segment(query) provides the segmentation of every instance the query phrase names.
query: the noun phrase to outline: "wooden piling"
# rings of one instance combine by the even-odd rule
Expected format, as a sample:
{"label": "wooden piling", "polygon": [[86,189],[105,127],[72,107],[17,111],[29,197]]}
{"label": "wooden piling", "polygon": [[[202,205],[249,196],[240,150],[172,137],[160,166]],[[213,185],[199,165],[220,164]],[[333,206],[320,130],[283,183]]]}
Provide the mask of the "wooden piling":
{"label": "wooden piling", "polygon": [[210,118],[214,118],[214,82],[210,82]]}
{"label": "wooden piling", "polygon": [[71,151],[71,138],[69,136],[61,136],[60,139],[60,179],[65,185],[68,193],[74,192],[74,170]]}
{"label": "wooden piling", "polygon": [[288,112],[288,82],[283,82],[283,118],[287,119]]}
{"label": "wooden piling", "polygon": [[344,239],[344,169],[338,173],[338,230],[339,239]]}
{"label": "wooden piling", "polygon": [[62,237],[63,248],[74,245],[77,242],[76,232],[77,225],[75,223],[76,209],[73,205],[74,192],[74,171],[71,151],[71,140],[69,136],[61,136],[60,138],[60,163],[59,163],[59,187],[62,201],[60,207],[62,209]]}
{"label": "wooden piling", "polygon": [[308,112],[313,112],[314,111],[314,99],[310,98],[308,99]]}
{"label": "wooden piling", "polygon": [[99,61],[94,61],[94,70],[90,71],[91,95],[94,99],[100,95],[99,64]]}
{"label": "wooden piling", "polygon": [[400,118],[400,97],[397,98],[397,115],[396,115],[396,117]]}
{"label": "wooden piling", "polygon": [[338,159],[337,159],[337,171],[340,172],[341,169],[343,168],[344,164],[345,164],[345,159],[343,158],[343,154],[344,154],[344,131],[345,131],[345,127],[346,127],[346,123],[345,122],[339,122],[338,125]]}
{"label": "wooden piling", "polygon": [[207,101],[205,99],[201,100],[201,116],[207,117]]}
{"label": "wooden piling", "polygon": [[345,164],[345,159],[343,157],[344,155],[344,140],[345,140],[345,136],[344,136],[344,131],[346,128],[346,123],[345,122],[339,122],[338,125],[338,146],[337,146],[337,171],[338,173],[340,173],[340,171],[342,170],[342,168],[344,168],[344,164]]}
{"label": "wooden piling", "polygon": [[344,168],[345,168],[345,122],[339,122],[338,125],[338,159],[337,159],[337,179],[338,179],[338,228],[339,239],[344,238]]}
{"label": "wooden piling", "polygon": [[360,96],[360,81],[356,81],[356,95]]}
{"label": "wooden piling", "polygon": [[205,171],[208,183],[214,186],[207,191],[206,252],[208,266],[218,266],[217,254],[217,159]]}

--

Every line above with the string "query" in it needs to be copied.

* **Reply to the task**:
segment(query) provides the segmentation of every instance the query phrase names.
query: the noun phrase to outline: "wooden piling"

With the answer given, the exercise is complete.